> [Action item] For each record below, output its text exactly and skip any picture.
»»
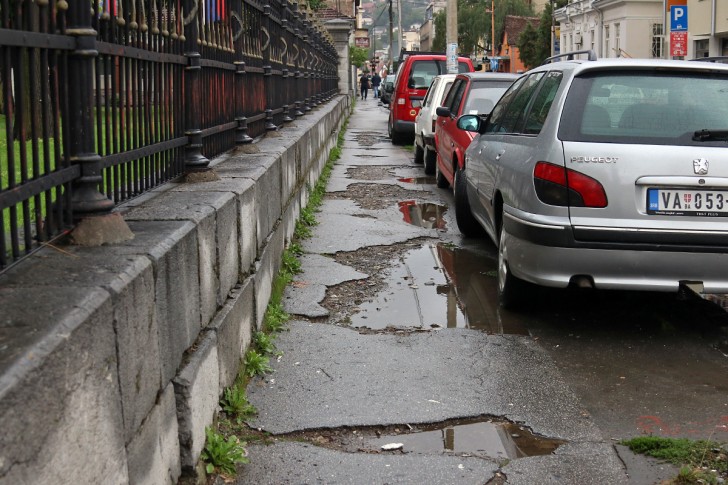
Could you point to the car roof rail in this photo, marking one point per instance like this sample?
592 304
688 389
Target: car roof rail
591 56
720 59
««
> [Your response]
Could you point to the car roof rail in this photo, marking one point per instance like this sample?
592 304
688 389
Target: car roof rail
591 56
720 59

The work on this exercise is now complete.